══ Text for analysis
Plaintiff contends that Wisker made it clear that the "professional time" to which the statute refers is the professional time of a physician as a physician. However, the issue in Wisker was whether a surgeon could testify as to the standard of care of a general practitioner and vice versa. While the Court in Wisker briefly discussed the legislative intent of K.S.A. 60-3412 which was to prevent the use of "professional witnesses," the Court did not clarify that "professional time" only refers to the professional time of a physician in his profession as a physician.
The most fundamental rule of statutory construction, to which all other rules are subordinate, is that the intent of the legislature governs if that intent can be ascertained. State of Kansas v. Gunn, 26 P.3d 710, 718 (2000) (citing City of Wichita v. 200 South Broadway, 253 Kan. 434, 436, 855 P.2d 956 (1993)). When a statute is plain and unambiguous, appellate courts will neither speculate as to legislative intent nor read a statute so as to add something not readily found in it. Endorf v. Bohlender, M.D., 26 Kan. App. 2d 855, 901, 995 P.2d 896 (2000) (citing State v. Alires, 21 Kan. App. 2d 139, Syl. P2, 895 P.2d 1267 (1995)). Legislative intent may best be determined from the plain meaning of the words used in the statute in light of all the experience available to the law-making body. Id at 901 (citing Hulme v. Woleslagel, 208 Kan. 385, 391, 493 P.2d 541 (1972).
The plain reading of the statute does not limit "professional time" to a physician's medical profession nor to a single profession. Black's Law Dictionary defines "profession" as "a vocation or occupation requiring special, usually advanced, education and skill; e.g. law or medical professions." Black's Law Dictionary, Fifth Edition (1979). "Professional time" obviously would be time spent on that vocation, occupation or occupations.
The question arises as to whether the legislature intended that all professional time be aggregated in order to calculate the percentage spent in clinical practice or whether the legislature even considered that a physician might also have a second simultaneous career as a lawyer or for that matter as a professional musician or a professional motivational speaker.
The facts of this case, however, don't require the court to determine whether separate and distinct professional time should be aggregated when calculating the percentage of actual clinical time. In the present case, Dr. Chessick has combined the practice of law and the practice of medicine. His professional time, by his own admission, can't be separated into legal professional time and medical professional time. "How do you divide a day that's involved with both things and aren't separate? It's not like I take off one hat and put on another or go to one office or another. I do it all from the same office. I have medical files on my desk. I have legal files on my desk. I get telephone calls continuously from referring doctors, from patients, from pharmacies, from hospitals." Chessick Deposition, March 22, 2001, pages 59-60.
════
• [Assigned task 1]
List every case that the excerpt on "professional time" cites with a reporter citation, giving only the case names.
• [Assigned task 2]
Print everything in the excerpt on "professional time" from "Plaintiff contends that" down to "profession as a physician.".
══ Excerpted data
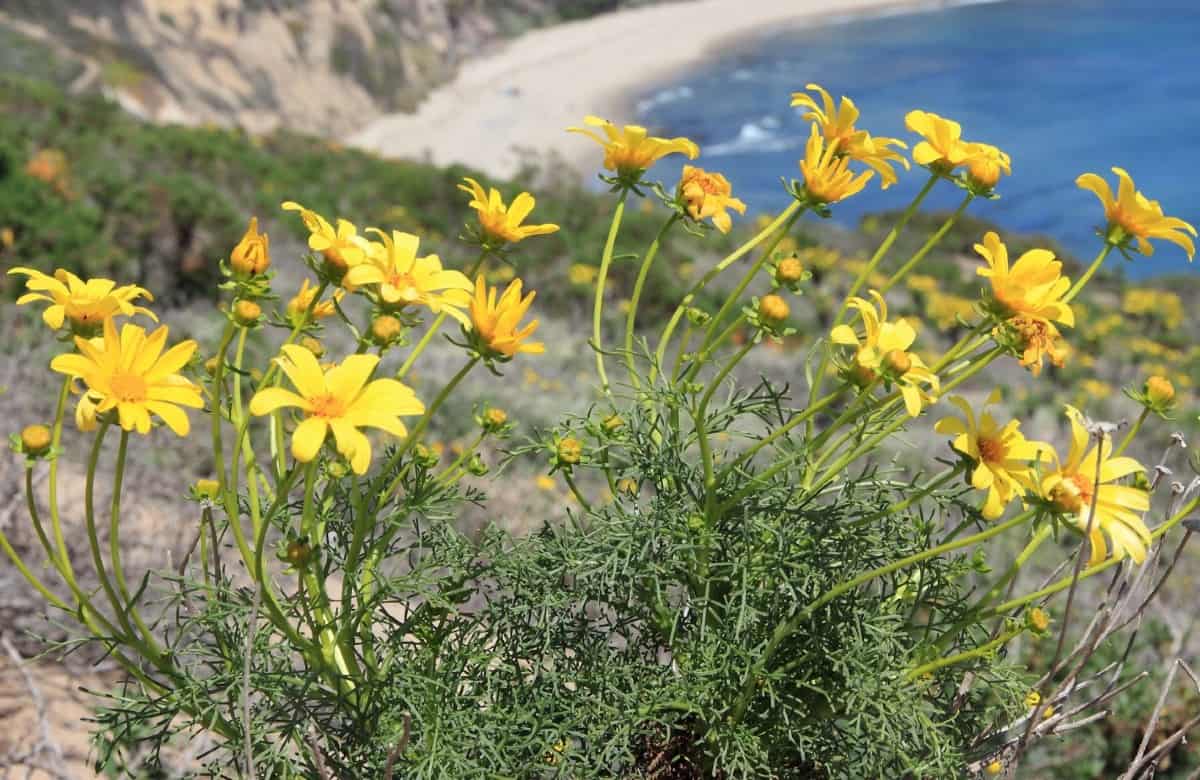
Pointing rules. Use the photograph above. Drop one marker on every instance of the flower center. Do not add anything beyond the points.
(129, 388)
(328, 406)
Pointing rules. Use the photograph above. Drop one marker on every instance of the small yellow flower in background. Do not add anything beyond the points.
(942, 148)
(303, 300)
(883, 353)
(1132, 216)
(631, 150)
(837, 125)
(252, 255)
(496, 323)
(407, 280)
(1032, 286)
(1001, 454)
(708, 196)
(1073, 487)
(985, 163)
(339, 246)
(342, 399)
(827, 177)
(502, 222)
(87, 305)
(130, 372)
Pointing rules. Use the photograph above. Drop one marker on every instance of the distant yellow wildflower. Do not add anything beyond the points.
(631, 150)
(496, 323)
(1132, 216)
(130, 372)
(342, 399)
(827, 177)
(1073, 487)
(1001, 454)
(707, 196)
(407, 280)
(501, 222)
(87, 305)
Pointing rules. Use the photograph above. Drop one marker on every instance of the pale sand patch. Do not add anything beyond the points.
(525, 95)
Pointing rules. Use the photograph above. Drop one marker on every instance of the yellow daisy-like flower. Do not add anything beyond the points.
(496, 323)
(1132, 216)
(1032, 286)
(407, 280)
(837, 124)
(340, 246)
(630, 150)
(1002, 454)
(502, 222)
(827, 175)
(942, 147)
(882, 353)
(87, 305)
(342, 399)
(1073, 489)
(130, 372)
(708, 196)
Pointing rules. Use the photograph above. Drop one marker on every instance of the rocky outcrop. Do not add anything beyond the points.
(322, 66)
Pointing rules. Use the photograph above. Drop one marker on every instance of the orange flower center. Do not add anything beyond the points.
(129, 388)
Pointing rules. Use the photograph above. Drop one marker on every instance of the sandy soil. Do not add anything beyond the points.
(526, 94)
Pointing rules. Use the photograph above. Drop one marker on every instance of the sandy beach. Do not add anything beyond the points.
(526, 94)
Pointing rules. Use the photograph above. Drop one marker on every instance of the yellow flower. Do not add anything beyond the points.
(342, 399)
(130, 372)
(340, 246)
(708, 196)
(883, 353)
(1002, 454)
(631, 150)
(837, 125)
(827, 175)
(252, 255)
(1132, 215)
(1032, 286)
(985, 163)
(496, 322)
(303, 300)
(503, 222)
(1073, 489)
(85, 304)
(407, 280)
(942, 147)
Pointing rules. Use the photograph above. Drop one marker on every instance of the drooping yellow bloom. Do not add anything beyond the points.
(985, 163)
(87, 305)
(882, 353)
(631, 150)
(496, 323)
(342, 400)
(130, 372)
(337, 245)
(502, 222)
(1132, 216)
(1002, 454)
(837, 125)
(827, 175)
(1033, 286)
(708, 196)
(942, 147)
(1074, 487)
(407, 280)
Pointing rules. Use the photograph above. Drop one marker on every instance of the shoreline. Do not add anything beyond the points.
(520, 99)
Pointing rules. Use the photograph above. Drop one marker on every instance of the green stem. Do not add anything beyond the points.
(642, 274)
(601, 280)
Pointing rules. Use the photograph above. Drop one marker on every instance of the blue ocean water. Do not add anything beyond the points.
(1063, 85)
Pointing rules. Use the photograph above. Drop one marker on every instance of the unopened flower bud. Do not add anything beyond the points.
(252, 255)
(35, 441)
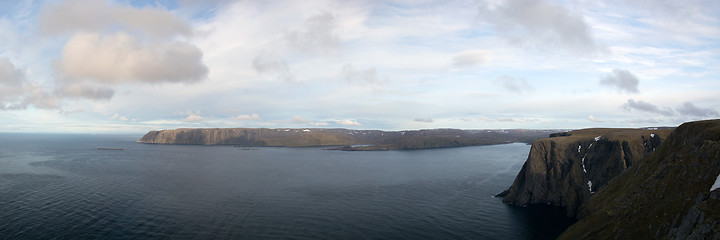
════
• [Answer box 1]
State of Kansas v. Gunn
City of Wichita v. 200 South Broadway
Endorf v. Bohlender, M.D.
State v. Alires
Hulme v. Woleslagel

• [Answer box 2]
Plaintiff contends that Wisker made it clear that the "professional time" to which the statute refers is the professional time of a physician as a physician. However, the issue in Wisker was whether a surgeon could testify as to the standard of care of a general practitioner and vice versa. While the Court in Wisker briefly discussed the legislative intent of K.S.A. 60-3412 which was to prevent the use of "professional witnesses," the Court did not clarify that "professional time" only refers to the professional time of a physician in his profession as a physician.